### [Required work]
The records that follow are to be repeated exactly, with the pictures removed.

Dataset records

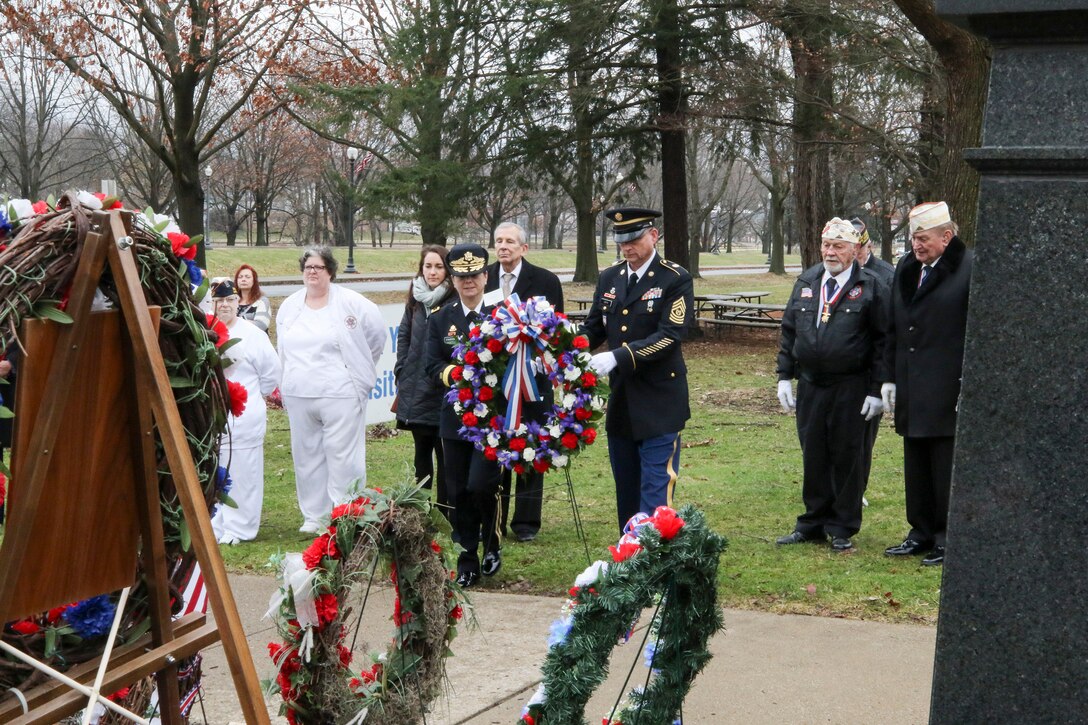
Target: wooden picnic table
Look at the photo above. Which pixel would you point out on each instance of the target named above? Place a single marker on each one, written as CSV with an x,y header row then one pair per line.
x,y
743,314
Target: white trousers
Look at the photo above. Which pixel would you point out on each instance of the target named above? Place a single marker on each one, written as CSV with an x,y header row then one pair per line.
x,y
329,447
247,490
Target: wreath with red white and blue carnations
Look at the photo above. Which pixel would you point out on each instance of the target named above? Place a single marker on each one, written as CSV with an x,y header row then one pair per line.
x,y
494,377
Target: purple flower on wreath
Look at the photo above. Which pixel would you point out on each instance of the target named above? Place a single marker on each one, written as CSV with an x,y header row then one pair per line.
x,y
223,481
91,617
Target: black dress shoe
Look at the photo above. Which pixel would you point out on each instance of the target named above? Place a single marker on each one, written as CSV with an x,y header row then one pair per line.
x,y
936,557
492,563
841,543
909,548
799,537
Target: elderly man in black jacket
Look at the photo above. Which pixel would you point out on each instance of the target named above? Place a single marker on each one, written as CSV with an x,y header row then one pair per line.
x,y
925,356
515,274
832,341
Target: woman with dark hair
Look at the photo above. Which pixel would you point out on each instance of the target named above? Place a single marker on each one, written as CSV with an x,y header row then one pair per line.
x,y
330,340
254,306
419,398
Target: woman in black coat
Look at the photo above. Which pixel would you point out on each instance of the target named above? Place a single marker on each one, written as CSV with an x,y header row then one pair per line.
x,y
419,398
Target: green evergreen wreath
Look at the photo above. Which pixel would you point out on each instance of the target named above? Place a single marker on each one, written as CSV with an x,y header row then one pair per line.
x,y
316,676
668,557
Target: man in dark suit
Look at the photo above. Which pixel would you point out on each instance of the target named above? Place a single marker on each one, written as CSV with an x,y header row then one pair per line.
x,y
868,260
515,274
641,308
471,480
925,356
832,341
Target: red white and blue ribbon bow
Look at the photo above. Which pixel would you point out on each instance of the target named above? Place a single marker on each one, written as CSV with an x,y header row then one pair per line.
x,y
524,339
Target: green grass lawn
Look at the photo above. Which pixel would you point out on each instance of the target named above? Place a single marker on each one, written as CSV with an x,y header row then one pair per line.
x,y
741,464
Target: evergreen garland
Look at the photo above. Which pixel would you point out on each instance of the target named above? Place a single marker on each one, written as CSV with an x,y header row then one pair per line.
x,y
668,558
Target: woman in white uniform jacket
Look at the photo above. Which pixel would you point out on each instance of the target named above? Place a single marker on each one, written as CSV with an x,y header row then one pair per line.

### [Completed exercise]
Target: wooden picnic table
Look at the photo above. Which pixel would you point out on each instance of the target named above? Place a single marker on each one, written as CSV with an x,y header row then one pair per line.
x,y
743,314
Target: white trousers
Look at the photo above. Which pixel would you point out on each instance of the target named above? Place a single marker on each one, written as CSV with an x,y header row then one pair per line.
x,y
329,447
247,490
Target: wreath with red white and blue carnations
Look at the photo above. Which pixel would you point out on each instance of the target named above? Place a single marker on each one, written as CSV with an x,y header row then one pair per line.
x,y
494,377
Target: purple flower on wreath
Look at the photo above. Which pixel would you point out on each instance of the target named above? Place a single marker on each one, written as CSV with an x,y header row then one pair per line.
x,y
223,481
91,617
Target: black dress shoe
Look at the photo above. Which pixel would you point out on each instance of the target named above? Place a single marker on each one, written as CSV with an x,y header row then one pair per line.
x,y
936,557
492,563
841,543
909,548
799,537
Target: elderly man in black jacket
Look at the photo above. Which pixel would you point out on each instance of the target named above? Place a single marker on each one, written as CSV with an x,y header row then one pair per line.
x,y
925,356
515,274
832,341
Target: woman with dark hair
Look at the photo above. Which pixel would you point out on each instance of the target named above? Place a single marker on each one, written as CSV with an x,y header row then one pair per line.
x,y
330,340
254,306
419,398
Target: woman in black coat
Look at the photo above. Which pixel would you point out on each instance of the target named above? Place a single marker on each one, written as CSV with an x,y header row then one pair per line.
x,y
419,398
Target: green evergreen wreath
Look at the photo above. Which pixel would you point out on each instance of the target named above? Place a single marker on each one, written as CSV with an x,y header row then one pair per line.
x,y
316,676
668,557
Target: man in dark suit
Look at the photo above. Which pixel would you point out on each instance of the target named above? Place a single marker on each one, written as CSV with an x,y header row then one pair per line.
x,y
868,260
515,274
641,308
471,480
925,356
832,341
Target: red white and blue ribbon bow
Look at the photo above. Which pixel would you point out on each instance of the target named above? Place a single marker on each one, written as CSV with an x,y header row then one pair per line.
x,y
524,339
Target: green grass lawn
Look at the photo above. Which pixel would you point out on each instance of the target named above? Place a single marker on each one, written as CSV with an x,y header row then one pair per line.
x,y
741,464
Target: evergreen garland
Look at the photo above. Which pixel would you point out on each instance of the target named above? Place a single marker on each one, written as CSV with an x,y header row then one pair per line.
x,y
668,558
Target: woman in white uniform jacket
Look at the photo above. Which pixel would you point out on each instance of the target named above? Place a single marker on each one, written as CSV with an x,y header row then one pair per line.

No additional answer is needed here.